§ **Job**
Return each entry exactly, with none missing.
───── Given records
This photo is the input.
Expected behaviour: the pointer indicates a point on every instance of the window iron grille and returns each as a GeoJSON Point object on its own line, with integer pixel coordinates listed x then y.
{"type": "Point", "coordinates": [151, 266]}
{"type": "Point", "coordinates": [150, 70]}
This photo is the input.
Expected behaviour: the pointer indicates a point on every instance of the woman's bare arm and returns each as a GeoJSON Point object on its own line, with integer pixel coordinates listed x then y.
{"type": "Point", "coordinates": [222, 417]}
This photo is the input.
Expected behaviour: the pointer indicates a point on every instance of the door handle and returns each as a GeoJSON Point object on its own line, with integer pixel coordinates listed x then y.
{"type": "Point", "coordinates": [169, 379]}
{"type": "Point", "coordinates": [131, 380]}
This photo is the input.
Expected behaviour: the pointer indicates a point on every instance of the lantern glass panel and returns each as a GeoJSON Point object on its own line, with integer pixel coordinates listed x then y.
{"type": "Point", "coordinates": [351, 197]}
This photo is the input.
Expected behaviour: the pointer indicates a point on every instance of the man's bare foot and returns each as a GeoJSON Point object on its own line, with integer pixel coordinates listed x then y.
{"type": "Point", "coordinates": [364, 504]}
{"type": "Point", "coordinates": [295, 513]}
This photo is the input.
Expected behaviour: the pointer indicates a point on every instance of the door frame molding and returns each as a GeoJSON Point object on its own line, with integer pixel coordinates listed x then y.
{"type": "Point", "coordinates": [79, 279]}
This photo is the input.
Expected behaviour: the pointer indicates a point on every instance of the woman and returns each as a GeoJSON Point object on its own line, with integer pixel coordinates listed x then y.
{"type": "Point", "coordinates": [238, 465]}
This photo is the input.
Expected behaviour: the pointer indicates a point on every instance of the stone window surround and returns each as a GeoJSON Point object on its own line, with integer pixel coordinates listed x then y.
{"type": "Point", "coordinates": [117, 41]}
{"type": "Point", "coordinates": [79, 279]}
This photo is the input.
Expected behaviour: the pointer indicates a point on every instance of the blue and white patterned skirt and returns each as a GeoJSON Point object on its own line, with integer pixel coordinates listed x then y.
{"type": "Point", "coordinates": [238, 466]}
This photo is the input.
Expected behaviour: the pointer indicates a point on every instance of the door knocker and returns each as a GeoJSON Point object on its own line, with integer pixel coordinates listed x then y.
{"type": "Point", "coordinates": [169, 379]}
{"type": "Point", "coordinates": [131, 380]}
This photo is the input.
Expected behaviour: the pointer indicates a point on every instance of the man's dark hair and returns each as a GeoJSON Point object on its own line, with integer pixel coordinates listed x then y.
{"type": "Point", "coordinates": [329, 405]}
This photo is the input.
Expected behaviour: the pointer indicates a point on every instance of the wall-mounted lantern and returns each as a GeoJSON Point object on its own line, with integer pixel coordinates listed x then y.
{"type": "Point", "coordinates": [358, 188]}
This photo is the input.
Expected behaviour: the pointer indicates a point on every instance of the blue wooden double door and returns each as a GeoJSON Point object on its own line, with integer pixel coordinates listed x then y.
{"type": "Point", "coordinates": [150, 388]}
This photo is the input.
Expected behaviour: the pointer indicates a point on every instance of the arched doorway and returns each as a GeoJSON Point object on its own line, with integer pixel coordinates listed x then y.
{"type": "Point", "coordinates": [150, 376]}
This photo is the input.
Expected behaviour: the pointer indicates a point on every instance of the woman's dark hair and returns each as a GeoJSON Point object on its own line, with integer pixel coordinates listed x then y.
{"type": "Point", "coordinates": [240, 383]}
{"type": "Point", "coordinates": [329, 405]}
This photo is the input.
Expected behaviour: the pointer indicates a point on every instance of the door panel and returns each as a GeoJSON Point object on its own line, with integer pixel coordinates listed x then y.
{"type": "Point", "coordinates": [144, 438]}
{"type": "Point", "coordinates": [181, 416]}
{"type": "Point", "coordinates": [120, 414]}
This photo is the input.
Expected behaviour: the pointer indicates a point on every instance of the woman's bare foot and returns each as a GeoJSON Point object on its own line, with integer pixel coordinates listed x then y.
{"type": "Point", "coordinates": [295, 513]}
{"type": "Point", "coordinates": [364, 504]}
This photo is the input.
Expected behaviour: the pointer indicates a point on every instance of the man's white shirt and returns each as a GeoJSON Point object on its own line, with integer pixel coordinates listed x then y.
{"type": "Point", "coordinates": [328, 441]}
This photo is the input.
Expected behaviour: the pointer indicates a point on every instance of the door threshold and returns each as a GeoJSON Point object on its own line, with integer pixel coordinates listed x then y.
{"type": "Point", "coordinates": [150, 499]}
──────────
§ **Exercise solution**
This photo is the input.
Expected behaviour: the pointer indicates a point on every instance of the window iron grille and returns each as a GeoJSON Point object on its own line, with integer pixel coordinates listed x then y.
{"type": "Point", "coordinates": [151, 266]}
{"type": "Point", "coordinates": [150, 70]}
This photo is the input.
Expected behaviour: the pointer indicates a point on every instance of the woman's bare arm and returns each as a GeoJSON Point object on its own line, with integer pixel coordinates listed x then y.
{"type": "Point", "coordinates": [222, 417]}
This photo is the input.
Expected behaviour: the pointer indicates a point on every instance of the door handle and returns each as a GeoJSON Point object on its own line, with integer pixel coordinates listed x then y.
{"type": "Point", "coordinates": [169, 379]}
{"type": "Point", "coordinates": [131, 380]}
This photo is the input.
Expected behaviour: the pointer indicates a point on every instance of the lantern glass panel and returns each as a GeoJSON Point object on its own line, with integer pixel coordinates listed x then y.
{"type": "Point", "coordinates": [351, 197]}
This photo is the input.
Expected behaviour: the pointer indicates a point on every instance of the man's bare foot and returns each as a GeoJSON Point object on its own line, with integer pixel coordinates listed x then y.
{"type": "Point", "coordinates": [364, 504]}
{"type": "Point", "coordinates": [295, 513]}
This photo is the input.
Expected behaviour: the pointer indicates a point on every instance of the door frame molding and returns each as a GeoJSON Point object on its own line, with integer pixel coordinates listed x then y.
{"type": "Point", "coordinates": [79, 279]}
This photo is the input.
Expected behaviour: the pointer indicates a point on every instance of the woman and returns each as a GeoJSON Point object on its own line, with integer pixel coordinates listed x then y.
{"type": "Point", "coordinates": [238, 465]}
This photo is the input.
Expected behaviour: the pointer indicates a point on every instance of the stone window surround and returns each as a GeoJSON Point object on its own line, with integer pixel coordinates listed x then y.
{"type": "Point", "coordinates": [117, 41]}
{"type": "Point", "coordinates": [79, 279]}
This photo is the input.
Expected behaviour: the pointer indicates a point on every instance of the blue and white patterned skirt and returns each as a GeoJSON Point object on its own line, with integer pixel coordinates listed x then y.
{"type": "Point", "coordinates": [238, 466]}
This photo is the input.
Expected behaviour: the pointer indicates a point on every instance of the door knocker and returns each as a GeoJSON Point object on its own line, with integer pixel coordinates listed x then y.
{"type": "Point", "coordinates": [169, 379]}
{"type": "Point", "coordinates": [131, 380]}
This photo is the input.
Expected behaviour: the pointer indicates a point on every instance of the man's dark hair and returns each as a GeoJSON Point object on its own line, with integer pixel coordinates listed x then y.
{"type": "Point", "coordinates": [329, 405]}
This photo is the input.
Expected behaviour: the pointer indicates a point on every instance of the wall-mounted lantern and returns each as a GeoJSON Point object on its own line, with integer pixel coordinates listed x then y.
{"type": "Point", "coordinates": [358, 188]}
This photo is the input.
Expected behaviour: the pointer indicates a point on every instance of the blue wooden double door and returns each as a GeoJSON Point object on its own line, with integer pixel coordinates listed x then y.
{"type": "Point", "coordinates": [150, 388]}
This photo is the input.
Expected behaviour: the pointer indicates a point on every instance of the arched doorway and returns each as a GeoJSON Point object on its own line, with integer pixel coordinates listed x then y.
{"type": "Point", "coordinates": [150, 376]}
This photo is the input.
Expected behaviour: the pointer indicates a point on every instance of the woman's dark hair and returns each as a GeoJSON Point object on its own line, with integer pixel coordinates listed x then y.
{"type": "Point", "coordinates": [240, 383]}
{"type": "Point", "coordinates": [329, 405]}
This photo is the input.
Expected behaviour: the pointer indicates a point on every instance of the door panel and returns each as a GeoJSON Point object on its own line, with integer pixel coordinates listed x then y.
{"type": "Point", "coordinates": [144, 438]}
{"type": "Point", "coordinates": [181, 416]}
{"type": "Point", "coordinates": [120, 414]}
This photo is the input.
Expected behaviour: the pointer indicates a point on every instance of the woman's bare foot and returns each as a GeoJSON Point object on its own line, with integer pixel coordinates listed x then y.
{"type": "Point", "coordinates": [295, 513]}
{"type": "Point", "coordinates": [364, 504]}
This photo is the input.
Expected behaviour: the pointer indicates a point on every instance of the man's white shirt and returns each as a GeoJSON Point object on its own line, with integer pixel coordinates listed x then y.
{"type": "Point", "coordinates": [328, 441]}
This photo is the input.
Expected behaviour: the pointer indicates a point on every instance of the door threshold and returns each as a GeoJSON Point object on its own line, with integer pixel coordinates listed x then y.
{"type": "Point", "coordinates": [150, 499]}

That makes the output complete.